*Extracted material*:
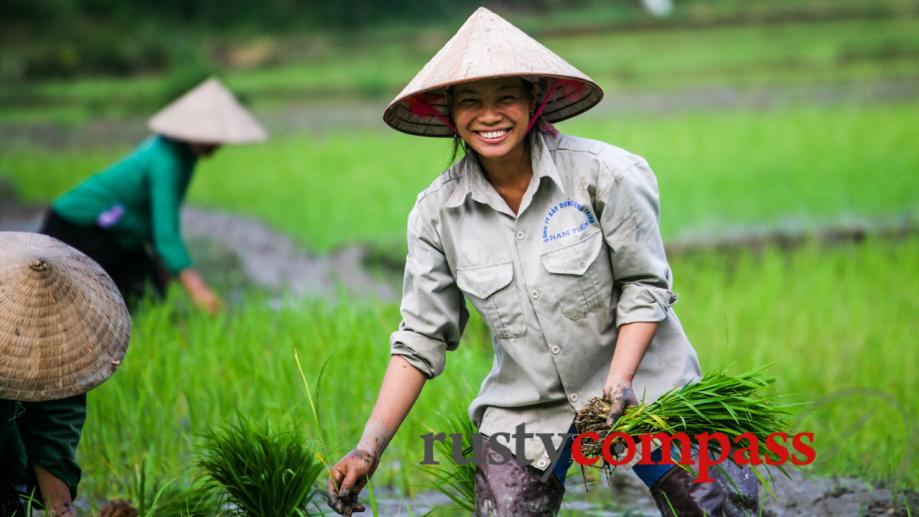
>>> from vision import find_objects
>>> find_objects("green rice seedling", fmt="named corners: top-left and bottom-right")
top-left (420, 398), bottom-right (477, 514)
top-left (197, 416), bottom-right (324, 516)
top-left (574, 368), bottom-right (796, 460)
top-left (21, 489), bottom-right (39, 517)
top-left (122, 459), bottom-right (220, 517)
top-left (128, 459), bottom-right (176, 517)
top-left (295, 351), bottom-right (401, 516)
top-left (142, 484), bottom-right (222, 517)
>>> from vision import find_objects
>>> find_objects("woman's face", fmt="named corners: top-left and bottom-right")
top-left (451, 77), bottom-right (535, 163)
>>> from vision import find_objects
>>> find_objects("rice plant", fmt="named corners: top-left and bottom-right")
top-left (98, 487), bottom-right (219, 517)
top-left (574, 368), bottom-right (796, 460)
top-left (142, 485), bottom-right (221, 517)
top-left (197, 416), bottom-right (324, 516)
top-left (70, 238), bottom-right (919, 505)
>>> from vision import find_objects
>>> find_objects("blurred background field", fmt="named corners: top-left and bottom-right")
top-left (5, 103), bottom-right (918, 253)
top-left (1, 0), bottom-right (917, 513)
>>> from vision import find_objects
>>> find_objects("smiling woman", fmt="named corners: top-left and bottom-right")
top-left (326, 7), bottom-right (760, 517)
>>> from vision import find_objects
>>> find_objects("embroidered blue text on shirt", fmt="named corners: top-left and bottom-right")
top-left (542, 200), bottom-right (597, 242)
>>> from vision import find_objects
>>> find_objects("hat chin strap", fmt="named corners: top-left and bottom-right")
top-left (525, 79), bottom-right (560, 135)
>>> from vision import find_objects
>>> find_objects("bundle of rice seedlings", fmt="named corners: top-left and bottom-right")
top-left (574, 368), bottom-right (795, 460)
top-left (197, 416), bottom-right (324, 516)
top-left (121, 458), bottom-right (221, 517)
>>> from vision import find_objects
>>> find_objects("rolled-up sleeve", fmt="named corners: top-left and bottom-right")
top-left (390, 203), bottom-right (468, 378)
top-left (17, 394), bottom-right (87, 496)
top-left (597, 159), bottom-right (676, 327)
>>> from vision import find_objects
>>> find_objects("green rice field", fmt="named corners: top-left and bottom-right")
top-left (77, 236), bottom-right (919, 506)
top-left (2, 3), bottom-right (918, 512)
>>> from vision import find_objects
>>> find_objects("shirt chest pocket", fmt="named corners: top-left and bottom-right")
top-left (540, 230), bottom-right (612, 321)
top-left (456, 261), bottom-right (527, 339)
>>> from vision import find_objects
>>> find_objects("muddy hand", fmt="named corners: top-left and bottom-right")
top-left (327, 492), bottom-right (364, 516)
top-left (50, 503), bottom-right (76, 517)
top-left (602, 381), bottom-right (638, 427)
top-left (327, 448), bottom-right (378, 515)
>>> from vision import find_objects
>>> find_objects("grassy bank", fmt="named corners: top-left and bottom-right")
top-left (77, 236), bottom-right (919, 510)
top-left (3, 101), bottom-right (917, 253)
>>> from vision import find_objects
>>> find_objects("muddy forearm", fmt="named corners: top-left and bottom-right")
top-left (356, 355), bottom-right (427, 458)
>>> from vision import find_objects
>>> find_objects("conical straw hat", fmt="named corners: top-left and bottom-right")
top-left (384, 7), bottom-right (604, 137)
top-left (0, 232), bottom-right (131, 402)
top-left (149, 77), bottom-right (268, 144)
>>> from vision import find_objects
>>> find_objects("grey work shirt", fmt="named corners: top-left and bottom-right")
top-left (390, 132), bottom-right (701, 470)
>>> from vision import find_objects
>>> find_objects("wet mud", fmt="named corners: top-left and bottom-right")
top-left (363, 468), bottom-right (916, 516)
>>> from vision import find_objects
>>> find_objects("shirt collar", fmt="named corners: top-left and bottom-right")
top-left (444, 132), bottom-right (566, 209)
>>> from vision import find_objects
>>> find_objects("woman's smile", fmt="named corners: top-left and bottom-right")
top-left (451, 77), bottom-right (534, 162)
top-left (474, 127), bottom-right (512, 144)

*What the task requires*: Return the listing verbatim, pictures excluded.

*Task answer*:
>>> from vision import find_objects
>>> find_objects("green rice seedling", fmt="named corners: top-left and bottom-right")
top-left (420, 398), bottom-right (477, 514)
top-left (197, 416), bottom-right (324, 516)
top-left (574, 368), bottom-right (796, 460)
top-left (21, 489), bottom-right (39, 517)
top-left (122, 459), bottom-right (220, 517)
top-left (128, 459), bottom-right (176, 517)
top-left (295, 351), bottom-right (401, 516)
top-left (142, 484), bottom-right (222, 517)
>>> from vision import find_objects
>>> find_objects("woman's face", fmt="named corners: top-left and bottom-right")
top-left (451, 77), bottom-right (535, 163)
>>> from vision import find_objects
>>> find_objects("rice plant", fmt="named corners: top-left and bottom-right")
top-left (98, 487), bottom-right (219, 517)
top-left (574, 368), bottom-right (796, 460)
top-left (142, 485), bottom-right (221, 517)
top-left (197, 416), bottom-right (324, 516)
top-left (70, 238), bottom-right (919, 505)
>>> from vision import find_objects
>>> find_objects("blurred background field", fmt="named corners: top-left and bottom-right")
top-left (5, 103), bottom-right (918, 253)
top-left (1, 0), bottom-right (917, 513)
>>> from vision import find_objects
>>> find_objects("smiling woman", fmt="named corners: top-left and bottom-right")
top-left (326, 7), bottom-right (760, 517)
>>> from vision import find_objects
>>> find_objects("embroidered blue text on shirt", fmt="named corners: top-left and bottom-right")
top-left (542, 200), bottom-right (597, 242)
>>> from vision import find_objects
>>> find_objects("hat chin strap", fmt="named corners: top-left and bottom-right")
top-left (525, 79), bottom-right (560, 135)
>>> from vision import find_objects
>>> find_objects("bundle of rice seedlings", fmt="named corners: top-left and bottom-right")
top-left (574, 368), bottom-right (795, 460)
top-left (197, 416), bottom-right (324, 516)
top-left (121, 458), bottom-right (221, 517)
>>> from vision import find_objects
>>> find_objects("rolled-up sleeve", fmt="named corners: top-left and bottom-right")
top-left (390, 203), bottom-right (468, 378)
top-left (17, 394), bottom-right (87, 496)
top-left (597, 159), bottom-right (676, 327)
>>> from vision import find_objects
>>> find_objects("green rice field", fmt="named corners: top-left and bottom-right")
top-left (77, 236), bottom-right (919, 506)
top-left (2, 3), bottom-right (918, 512)
>>> from vision import find_objects
>>> find_objects("shirt chest pocket", fmt="named corners: top-left and bottom-right")
top-left (540, 230), bottom-right (612, 321)
top-left (456, 261), bottom-right (527, 339)
>>> from vision import find_objects
>>> find_objects("muddy hand", fmt="named corners: top-left and bottom-right")
top-left (327, 492), bottom-right (364, 516)
top-left (50, 503), bottom-right (76, 517)
top-left (602, 381), bottom-right (638, 427)
top-left (327, 448), bottom-right (378, 515)
>>> from vision import find_objects
>>> find_objects("grassy bank", fmt="named corners: top-left and bottom-right")
top-left (77, 236), bottom-right (919, 510)
top-left (3, 101), bottom-right (917, 253)
>>> from vision import find_objects
>>> find_objects("muddy forearm", fmt="named corners: top-left and bottom-right")
top-left (356, 355), bottom-right (427, 458)
>>> from vision import find_objects
>>> find_objects("conical straw hat", fmt="named corners: top-left and bottom-right")
top-left (384, 7), bottom-right (604, 137)
top-left (0, 232), bottom-right (131, 402)
top-left (149, 77), bottom-right (268, 144)
>>> from vision import find_objects
>>> find_objects("grey work shirt", fmt="named corners: top-left and bottom-right")
top-left (390, 132), bottom-right (701, 470)
>>> from vision import find_objects
>>> find_objects("wet mud", fmt="named corners: top-left and bottom-right")
top-left (363, 468), bottom-right (916, 516)
>>> from vision import find_objects
>>> find_objects("shirt collar", fmt="named corners: top-left and bottom-right")
top-left (444, 132), bottom-right (566, 209)
>>> from vision import find_objects
>>> find_objects("woman's smile", fmt="named corners: top-left and bottom-right")
top-left (451, 77), bottom-right (534, 162)
top-left (474, 127), bottom-right (512, 144)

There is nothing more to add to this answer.